## Exercise instructions
From the line containing "Practice. Find the antenna" to the end of the records below, output each line exactly; include both ends and nothing else.

## Collection entries
■ ■ ■ ■
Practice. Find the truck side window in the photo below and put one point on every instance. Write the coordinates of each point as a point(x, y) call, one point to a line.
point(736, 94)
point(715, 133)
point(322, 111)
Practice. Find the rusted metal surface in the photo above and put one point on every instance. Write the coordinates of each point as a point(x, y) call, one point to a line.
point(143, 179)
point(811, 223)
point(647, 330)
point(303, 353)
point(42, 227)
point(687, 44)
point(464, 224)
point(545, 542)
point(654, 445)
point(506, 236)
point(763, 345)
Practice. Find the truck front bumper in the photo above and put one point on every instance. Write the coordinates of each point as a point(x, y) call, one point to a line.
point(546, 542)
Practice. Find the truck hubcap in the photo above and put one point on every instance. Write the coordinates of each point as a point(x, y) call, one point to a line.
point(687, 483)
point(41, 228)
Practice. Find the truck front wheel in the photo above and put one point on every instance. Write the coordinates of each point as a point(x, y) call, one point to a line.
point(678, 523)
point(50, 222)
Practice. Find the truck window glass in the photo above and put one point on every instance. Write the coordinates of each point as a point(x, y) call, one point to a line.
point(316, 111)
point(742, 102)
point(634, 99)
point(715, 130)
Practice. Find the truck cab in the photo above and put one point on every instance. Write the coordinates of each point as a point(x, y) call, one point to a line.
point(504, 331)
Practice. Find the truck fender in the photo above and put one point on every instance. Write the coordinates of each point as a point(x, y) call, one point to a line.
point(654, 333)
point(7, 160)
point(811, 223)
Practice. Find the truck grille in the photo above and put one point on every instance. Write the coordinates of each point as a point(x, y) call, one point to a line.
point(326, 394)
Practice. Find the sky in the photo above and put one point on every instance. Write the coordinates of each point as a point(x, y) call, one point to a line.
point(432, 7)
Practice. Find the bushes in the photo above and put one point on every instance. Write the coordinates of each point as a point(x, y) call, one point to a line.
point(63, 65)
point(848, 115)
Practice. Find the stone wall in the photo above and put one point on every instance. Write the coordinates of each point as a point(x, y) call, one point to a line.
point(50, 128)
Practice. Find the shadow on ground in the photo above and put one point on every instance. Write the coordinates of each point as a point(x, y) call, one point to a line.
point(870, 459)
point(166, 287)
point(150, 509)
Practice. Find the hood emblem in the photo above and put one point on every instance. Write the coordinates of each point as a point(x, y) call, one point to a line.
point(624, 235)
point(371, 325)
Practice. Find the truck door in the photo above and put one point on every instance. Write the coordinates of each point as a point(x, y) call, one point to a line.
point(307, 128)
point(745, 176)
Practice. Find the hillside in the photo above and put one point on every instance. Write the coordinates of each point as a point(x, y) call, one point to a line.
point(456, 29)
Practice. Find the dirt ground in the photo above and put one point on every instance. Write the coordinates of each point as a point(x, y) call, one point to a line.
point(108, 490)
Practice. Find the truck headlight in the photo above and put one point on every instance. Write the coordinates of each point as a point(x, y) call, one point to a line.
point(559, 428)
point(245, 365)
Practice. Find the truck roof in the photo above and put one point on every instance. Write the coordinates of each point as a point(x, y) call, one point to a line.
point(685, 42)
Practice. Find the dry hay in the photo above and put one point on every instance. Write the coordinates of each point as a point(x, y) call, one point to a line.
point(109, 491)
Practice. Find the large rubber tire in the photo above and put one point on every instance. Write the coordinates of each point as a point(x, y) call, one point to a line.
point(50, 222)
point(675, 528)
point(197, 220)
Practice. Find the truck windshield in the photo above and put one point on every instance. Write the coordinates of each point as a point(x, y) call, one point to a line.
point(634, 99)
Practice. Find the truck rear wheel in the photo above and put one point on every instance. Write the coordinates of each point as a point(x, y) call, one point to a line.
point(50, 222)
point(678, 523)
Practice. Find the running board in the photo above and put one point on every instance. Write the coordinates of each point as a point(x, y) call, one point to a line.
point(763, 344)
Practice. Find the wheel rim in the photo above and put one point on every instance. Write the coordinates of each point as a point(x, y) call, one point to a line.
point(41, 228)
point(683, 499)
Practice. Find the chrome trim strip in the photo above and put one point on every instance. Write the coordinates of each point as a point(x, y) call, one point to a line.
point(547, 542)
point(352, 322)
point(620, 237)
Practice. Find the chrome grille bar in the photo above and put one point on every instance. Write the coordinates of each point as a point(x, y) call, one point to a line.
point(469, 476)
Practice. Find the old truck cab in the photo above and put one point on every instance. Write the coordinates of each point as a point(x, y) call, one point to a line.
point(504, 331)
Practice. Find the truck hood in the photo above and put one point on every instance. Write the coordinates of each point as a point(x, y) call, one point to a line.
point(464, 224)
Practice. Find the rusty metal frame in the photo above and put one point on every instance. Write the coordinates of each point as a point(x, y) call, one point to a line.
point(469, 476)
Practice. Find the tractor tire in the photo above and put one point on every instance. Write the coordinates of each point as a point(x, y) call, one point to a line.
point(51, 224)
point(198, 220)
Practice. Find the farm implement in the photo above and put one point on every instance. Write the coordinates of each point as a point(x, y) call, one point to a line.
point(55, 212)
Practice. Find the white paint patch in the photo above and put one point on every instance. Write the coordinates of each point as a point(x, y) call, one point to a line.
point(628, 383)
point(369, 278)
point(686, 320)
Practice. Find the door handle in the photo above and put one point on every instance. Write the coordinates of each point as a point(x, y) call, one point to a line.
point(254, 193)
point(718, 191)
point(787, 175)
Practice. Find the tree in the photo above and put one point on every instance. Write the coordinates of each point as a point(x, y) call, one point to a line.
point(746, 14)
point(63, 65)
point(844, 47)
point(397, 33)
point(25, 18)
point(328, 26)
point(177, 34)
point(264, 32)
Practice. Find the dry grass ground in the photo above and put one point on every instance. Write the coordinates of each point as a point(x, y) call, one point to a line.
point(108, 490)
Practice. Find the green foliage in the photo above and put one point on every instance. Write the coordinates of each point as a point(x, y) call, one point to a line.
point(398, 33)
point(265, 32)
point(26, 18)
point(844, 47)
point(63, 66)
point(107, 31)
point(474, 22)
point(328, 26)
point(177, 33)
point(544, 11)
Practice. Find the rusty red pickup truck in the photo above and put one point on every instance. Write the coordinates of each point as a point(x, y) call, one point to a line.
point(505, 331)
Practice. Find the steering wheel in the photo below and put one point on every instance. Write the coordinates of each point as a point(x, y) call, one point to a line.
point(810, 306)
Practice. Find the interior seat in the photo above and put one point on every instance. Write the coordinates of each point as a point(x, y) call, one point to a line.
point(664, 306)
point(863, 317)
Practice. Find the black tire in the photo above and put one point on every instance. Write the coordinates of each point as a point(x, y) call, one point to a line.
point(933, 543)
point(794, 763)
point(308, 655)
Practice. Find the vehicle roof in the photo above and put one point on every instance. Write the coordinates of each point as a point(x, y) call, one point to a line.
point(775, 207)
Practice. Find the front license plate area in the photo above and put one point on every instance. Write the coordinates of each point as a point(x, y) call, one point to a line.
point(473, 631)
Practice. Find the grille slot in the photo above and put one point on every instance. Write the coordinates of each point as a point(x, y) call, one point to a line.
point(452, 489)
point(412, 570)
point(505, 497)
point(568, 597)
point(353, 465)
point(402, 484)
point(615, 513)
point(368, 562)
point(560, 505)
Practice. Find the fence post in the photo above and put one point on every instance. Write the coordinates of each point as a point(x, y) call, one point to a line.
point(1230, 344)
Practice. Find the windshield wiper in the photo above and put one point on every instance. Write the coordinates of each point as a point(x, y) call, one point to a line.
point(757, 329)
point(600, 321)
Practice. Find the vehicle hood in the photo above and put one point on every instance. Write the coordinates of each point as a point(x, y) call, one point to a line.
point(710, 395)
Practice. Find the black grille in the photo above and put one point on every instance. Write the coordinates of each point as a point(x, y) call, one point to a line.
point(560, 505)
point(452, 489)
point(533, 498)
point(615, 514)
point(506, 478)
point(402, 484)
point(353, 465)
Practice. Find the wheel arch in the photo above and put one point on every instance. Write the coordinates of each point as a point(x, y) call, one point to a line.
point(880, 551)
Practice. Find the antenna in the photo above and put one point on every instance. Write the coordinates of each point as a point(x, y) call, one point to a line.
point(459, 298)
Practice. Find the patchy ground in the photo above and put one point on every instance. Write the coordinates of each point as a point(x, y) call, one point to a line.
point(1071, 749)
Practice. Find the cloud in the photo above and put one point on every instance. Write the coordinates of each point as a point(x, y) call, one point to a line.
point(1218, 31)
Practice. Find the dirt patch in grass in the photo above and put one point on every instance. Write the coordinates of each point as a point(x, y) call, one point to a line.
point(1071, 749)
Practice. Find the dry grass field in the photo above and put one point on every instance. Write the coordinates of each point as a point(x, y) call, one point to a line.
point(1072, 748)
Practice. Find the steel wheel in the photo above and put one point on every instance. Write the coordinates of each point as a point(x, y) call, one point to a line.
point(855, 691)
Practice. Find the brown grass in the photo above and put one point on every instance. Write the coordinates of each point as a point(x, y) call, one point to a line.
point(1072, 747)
■ ■ ■ ■
## Exercise answer
Practice. Find the antenna in the photo above and put one point on every instance. Write the coordinates of each point as a point(x, y) call, one point to a line.
point(459, 298)
Practice. Find the patchy ground in the photo above and put one point on every instance. Write the coordinates of each point as a point(x, y) call, one point to a line.
point(1071, 749)
Practice. Find the cloud in the photo above and put one point on every instance. Write the coordinates of each point as a point(x, y) call, one point to a line.
point(1218, 31)
Practice. Find the dirt patch in grass in the photo above and put one point on every instance. Write the coordinates of each point as a point(x, y) call, one point to a line.
point(1071, 749)
Practice. Find the dry grass field in the photo above and put one point on every instance. Write the coordinates of each point as a point(x, y) call, one point to a line.
point(1072, 748)
Practice. Find the steel wheel in the photo above and put one point on every instance. Write the coordinates of each point as a point(x, y) call, one point to a line.
point(855, 691)
Practice. Find the brown grass in the photo above and put one point on every instance. Write the coordinates of each point as a point(x, y) call, one point to a line.
point(1072, 747)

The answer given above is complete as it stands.